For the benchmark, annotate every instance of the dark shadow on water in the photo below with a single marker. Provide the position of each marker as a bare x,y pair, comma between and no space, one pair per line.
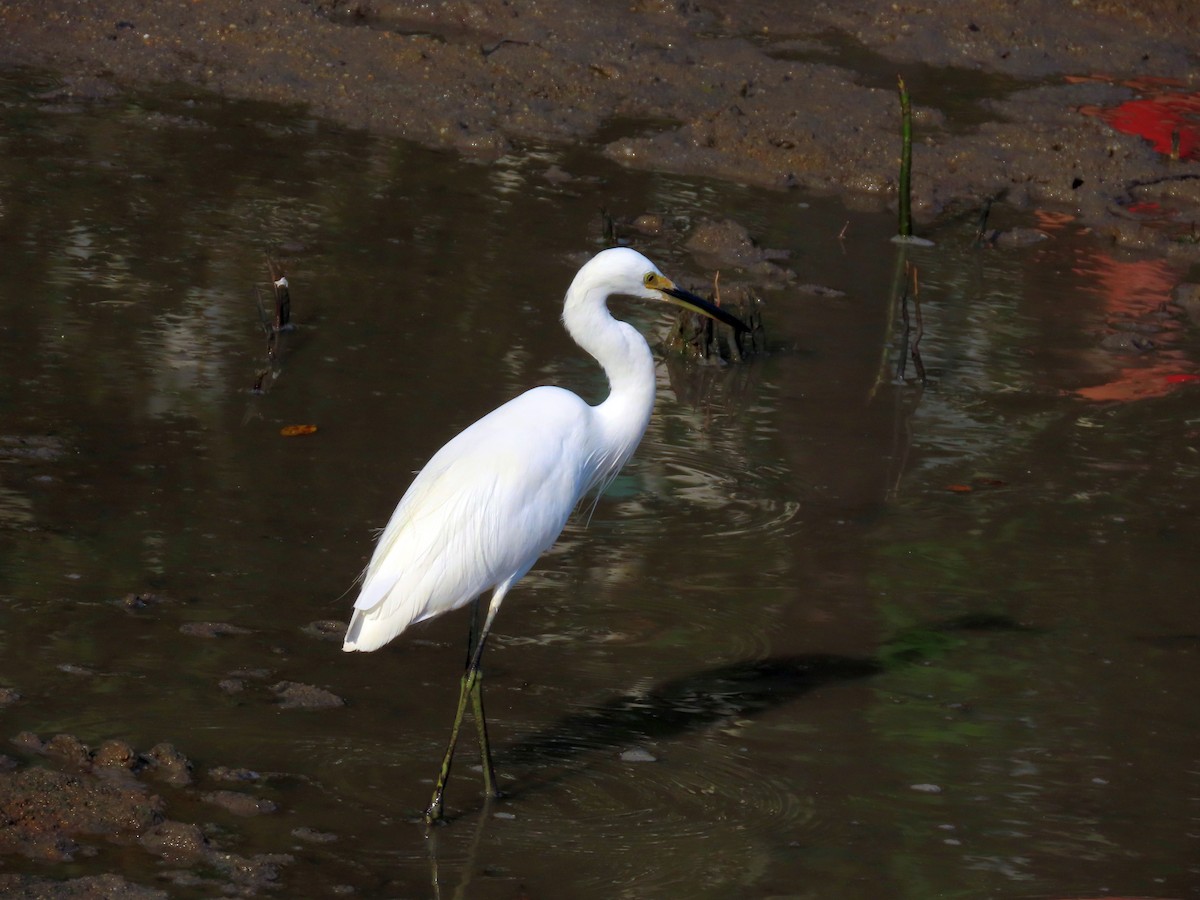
693,702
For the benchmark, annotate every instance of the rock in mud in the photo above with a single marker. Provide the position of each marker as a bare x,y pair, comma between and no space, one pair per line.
115,755
168,765
325,629
725,244
93,887
211,629
240,804
42,811
294,695
175,841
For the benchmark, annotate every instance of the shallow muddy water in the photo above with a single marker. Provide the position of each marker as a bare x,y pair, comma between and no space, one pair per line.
831,634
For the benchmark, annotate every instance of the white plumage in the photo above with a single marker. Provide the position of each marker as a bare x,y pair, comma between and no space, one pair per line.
496,497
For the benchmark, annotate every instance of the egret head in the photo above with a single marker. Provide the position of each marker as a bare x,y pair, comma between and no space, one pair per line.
627,271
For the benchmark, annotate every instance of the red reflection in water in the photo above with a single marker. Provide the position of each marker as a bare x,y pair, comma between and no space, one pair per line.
1168,119
1134,292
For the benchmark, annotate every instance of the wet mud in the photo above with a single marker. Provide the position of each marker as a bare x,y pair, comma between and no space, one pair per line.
757,93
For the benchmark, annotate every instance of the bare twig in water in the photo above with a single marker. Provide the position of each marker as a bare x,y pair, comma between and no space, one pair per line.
911,281
982,229
275,324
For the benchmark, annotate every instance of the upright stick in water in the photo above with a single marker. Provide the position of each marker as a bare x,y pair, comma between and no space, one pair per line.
495,498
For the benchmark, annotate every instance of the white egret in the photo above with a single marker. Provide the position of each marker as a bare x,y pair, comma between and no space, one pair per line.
496,497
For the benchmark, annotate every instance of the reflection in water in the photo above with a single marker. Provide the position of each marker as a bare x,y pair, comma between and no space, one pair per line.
777,527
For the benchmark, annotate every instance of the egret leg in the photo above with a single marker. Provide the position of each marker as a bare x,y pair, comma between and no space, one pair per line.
471,689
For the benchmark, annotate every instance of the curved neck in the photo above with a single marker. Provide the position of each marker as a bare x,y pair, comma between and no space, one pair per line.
627,361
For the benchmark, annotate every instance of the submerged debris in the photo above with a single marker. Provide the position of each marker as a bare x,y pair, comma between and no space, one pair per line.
701,340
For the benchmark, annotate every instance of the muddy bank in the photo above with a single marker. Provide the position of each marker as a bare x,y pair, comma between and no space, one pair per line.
77,802
763,94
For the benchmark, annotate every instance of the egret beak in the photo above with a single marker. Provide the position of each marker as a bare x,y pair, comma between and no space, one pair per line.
690,301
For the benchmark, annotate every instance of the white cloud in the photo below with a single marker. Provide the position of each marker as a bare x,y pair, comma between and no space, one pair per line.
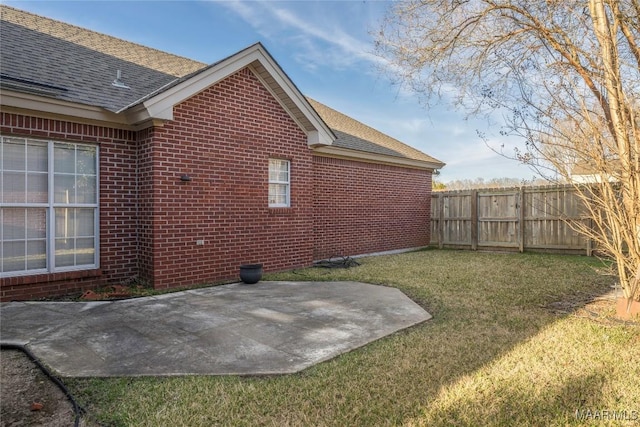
310,26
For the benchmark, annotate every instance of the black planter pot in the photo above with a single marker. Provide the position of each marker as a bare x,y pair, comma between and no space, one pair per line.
250,273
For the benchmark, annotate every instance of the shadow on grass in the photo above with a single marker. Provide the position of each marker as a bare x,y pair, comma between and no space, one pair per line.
494,354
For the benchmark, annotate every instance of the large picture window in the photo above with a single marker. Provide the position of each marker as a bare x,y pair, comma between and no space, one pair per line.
279,183
48,206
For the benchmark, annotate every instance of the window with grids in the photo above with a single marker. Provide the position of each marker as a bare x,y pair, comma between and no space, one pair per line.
48,206
279,183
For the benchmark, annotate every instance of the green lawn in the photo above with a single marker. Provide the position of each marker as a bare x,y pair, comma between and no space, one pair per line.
510,343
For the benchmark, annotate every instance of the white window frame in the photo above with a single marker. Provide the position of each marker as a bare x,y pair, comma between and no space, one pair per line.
286,183
50,212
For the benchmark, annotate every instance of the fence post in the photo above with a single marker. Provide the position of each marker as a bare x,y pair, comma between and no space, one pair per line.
521,216
474,220
440,221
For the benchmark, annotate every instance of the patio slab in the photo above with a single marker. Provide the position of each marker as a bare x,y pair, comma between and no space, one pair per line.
236,329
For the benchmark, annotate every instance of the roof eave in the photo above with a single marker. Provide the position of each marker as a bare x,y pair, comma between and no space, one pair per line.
160,106
364,156
43,106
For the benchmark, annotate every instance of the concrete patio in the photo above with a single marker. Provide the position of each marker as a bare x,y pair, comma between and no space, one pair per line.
237,329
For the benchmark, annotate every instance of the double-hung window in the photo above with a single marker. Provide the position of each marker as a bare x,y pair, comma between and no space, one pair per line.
279,183
48,206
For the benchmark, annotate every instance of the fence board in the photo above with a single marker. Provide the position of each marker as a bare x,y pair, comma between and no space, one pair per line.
519,219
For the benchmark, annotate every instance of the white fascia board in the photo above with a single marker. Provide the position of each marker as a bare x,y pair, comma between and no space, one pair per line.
363,156
161,105
322,135
51,107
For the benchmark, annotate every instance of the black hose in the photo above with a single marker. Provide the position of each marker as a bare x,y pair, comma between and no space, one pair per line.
337,262
77,409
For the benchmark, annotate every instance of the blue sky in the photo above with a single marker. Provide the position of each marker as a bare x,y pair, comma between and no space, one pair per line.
325,47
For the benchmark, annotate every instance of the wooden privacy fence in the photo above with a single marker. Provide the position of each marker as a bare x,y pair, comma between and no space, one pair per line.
527,218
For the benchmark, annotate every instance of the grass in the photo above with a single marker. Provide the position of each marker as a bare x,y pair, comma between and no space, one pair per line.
497,352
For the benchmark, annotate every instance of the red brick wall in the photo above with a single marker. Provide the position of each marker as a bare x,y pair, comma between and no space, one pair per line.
223,138
362,208
118,240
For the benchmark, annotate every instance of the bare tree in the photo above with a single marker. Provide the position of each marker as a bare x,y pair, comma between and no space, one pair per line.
565,75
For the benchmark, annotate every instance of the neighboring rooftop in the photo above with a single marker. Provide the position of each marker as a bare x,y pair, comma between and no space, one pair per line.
50,58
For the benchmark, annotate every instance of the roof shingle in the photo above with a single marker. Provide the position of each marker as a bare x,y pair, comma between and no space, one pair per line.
55,59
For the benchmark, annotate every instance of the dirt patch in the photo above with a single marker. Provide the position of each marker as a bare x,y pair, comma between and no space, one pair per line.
28,397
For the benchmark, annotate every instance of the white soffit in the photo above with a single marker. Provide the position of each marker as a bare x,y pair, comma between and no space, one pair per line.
269,73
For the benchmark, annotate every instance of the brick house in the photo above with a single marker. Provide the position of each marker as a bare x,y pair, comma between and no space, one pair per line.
120,161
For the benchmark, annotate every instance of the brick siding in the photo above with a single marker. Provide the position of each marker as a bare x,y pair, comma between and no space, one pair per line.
223,137
362,208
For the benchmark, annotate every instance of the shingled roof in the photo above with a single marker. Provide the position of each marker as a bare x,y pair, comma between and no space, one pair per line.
53,59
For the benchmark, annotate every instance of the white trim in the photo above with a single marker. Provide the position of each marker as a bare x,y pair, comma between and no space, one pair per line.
50,211
161,105
56,107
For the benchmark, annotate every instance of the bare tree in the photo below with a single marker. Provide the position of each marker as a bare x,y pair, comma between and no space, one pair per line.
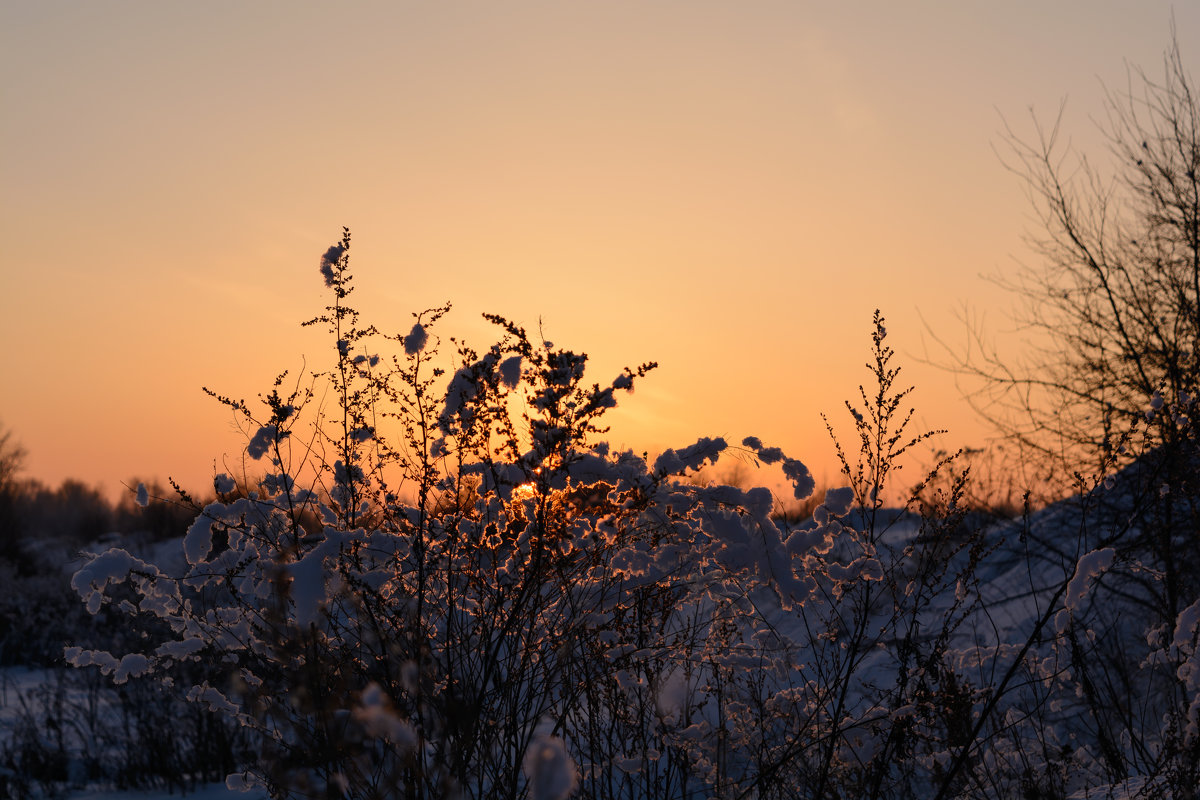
1113,307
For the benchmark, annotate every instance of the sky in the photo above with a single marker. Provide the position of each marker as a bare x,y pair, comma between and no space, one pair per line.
727,188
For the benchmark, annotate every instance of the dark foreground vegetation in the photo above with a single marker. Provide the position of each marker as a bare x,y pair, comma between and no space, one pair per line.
443,582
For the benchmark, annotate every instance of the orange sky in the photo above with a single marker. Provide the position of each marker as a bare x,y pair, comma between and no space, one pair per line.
729,188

════════

| Written exercise |
Copy out the lines from the one containing "tree in the photo below" through the final line, requests included, multiplying each marker coordinate in the answers by 0.6 and rounding to the nearest whole number, with halves rounded up. Omit the pictures from your answer.

| Written solution |
For the benchmark, annotate every instance of the bare tree in the photo below with a single marker. Provide the position of each marker as a bare x,y pair, comma between and no space, one pair per line.
668,184
For the benchmark, annotate every instance of the sky in the photo above with a single marker. Provide the position of each marker as a bare x,y pair, comma between and no space, one pair per line.
436,113
For the benchmark, annotate every instance of the dark foreground vegetation in the photo above with a single marker. Provide the position of each marker as a bare x,y pair, comma between and no space, one pair per line.
266,349
For the benchmark, annotate every instance of the orange sky in the photo above with a single marker. Provide the position of each marker as a bare x,y pair, comma between and no space, one pair per line.
437,113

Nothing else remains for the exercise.